» SUPPLIED RECORDS:
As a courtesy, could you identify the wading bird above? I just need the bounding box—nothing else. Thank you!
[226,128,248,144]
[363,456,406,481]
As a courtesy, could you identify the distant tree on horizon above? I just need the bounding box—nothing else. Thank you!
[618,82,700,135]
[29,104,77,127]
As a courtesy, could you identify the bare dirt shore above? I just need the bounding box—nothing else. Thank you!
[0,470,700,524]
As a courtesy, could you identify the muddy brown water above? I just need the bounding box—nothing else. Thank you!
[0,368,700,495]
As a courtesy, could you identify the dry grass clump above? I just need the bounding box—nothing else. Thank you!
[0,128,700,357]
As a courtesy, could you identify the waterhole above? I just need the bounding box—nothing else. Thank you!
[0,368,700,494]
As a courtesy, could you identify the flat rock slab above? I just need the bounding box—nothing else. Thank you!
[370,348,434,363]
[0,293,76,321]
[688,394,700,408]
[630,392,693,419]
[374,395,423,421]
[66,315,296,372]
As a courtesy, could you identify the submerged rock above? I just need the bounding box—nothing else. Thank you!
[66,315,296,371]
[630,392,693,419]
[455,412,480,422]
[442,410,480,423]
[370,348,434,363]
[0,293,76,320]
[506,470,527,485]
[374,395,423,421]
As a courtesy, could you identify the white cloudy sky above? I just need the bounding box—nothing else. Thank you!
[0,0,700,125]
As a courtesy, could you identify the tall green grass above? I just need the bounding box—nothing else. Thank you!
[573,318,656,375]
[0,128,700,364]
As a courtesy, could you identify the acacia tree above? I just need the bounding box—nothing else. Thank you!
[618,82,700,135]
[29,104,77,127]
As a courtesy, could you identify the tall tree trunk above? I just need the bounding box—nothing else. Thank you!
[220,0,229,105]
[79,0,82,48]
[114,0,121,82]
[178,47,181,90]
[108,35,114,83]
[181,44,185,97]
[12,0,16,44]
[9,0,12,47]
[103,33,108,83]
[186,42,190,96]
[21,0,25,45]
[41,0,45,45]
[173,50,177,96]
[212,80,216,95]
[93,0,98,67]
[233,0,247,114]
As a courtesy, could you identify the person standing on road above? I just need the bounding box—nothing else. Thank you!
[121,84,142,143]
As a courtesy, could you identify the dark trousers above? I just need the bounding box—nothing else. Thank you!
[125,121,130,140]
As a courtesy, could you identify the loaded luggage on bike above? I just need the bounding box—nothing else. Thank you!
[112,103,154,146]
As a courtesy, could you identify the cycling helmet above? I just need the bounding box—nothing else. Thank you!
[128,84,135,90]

» REQUIRED WORK:
Rewrite everything from the start of the material down to and including the line that contains "[0,0,700,125]", changing "muddy brown water" to "murky brown water" and leaving everything else unchanged.

» SOLVED PROBLEM:
As a courtesy, could you identify the wading bird above? I just need the bounding box—nothing else. Thank you!
[226,128,248,144]
[363,456,406,481]
As a courtesy, could you identify the distant tree on horizon above? I just need the bounding box—nothing else. Thank you!
[618,82,700,135]
[29,104,77,127]
As a courtesy, could you identify the bare dirt shore above? I just need the bounding box—nothing else. Thank you!
[0,470,700,524]
As a courtesy, could you identify the murky brown water above? I just need the bounding box—nothing else. Thank you!
[0,368,700,495]
As a courtesy, could you identify the dry grass clump above? I just need the bounding box—nothing else. Thank you!
[0,128,700,357]
As a courtesy, could you identify the waterhole above? I just need the bounding box—nothing else. Thank you!
[0,368,700,494]
As a courtesy, could you identify the flat rock slab above? I just need the bounding box—nothing else. Thank you!
[370,348,434,363]
[0,293,76,321]
[688,394,700,408]
[630,392,693,419]
[374,395,423,421]
[66,315,296,372]
As a courtesy, could you identify the submerged rock above? I just need the bounding box—nothing else. Thank you!
[66,315,296,371]
[630,392,693,419]
[455,412,480,422]
[442,410,480,423]
[370,348,434,363]
[0,293,76,320]
[506,470,527,485]
[374,395,423,421]
As a courtesy, could you identify the white cloudy sky above? I just need the bounding box—nothing else. Thank you!
[0,0,700,125]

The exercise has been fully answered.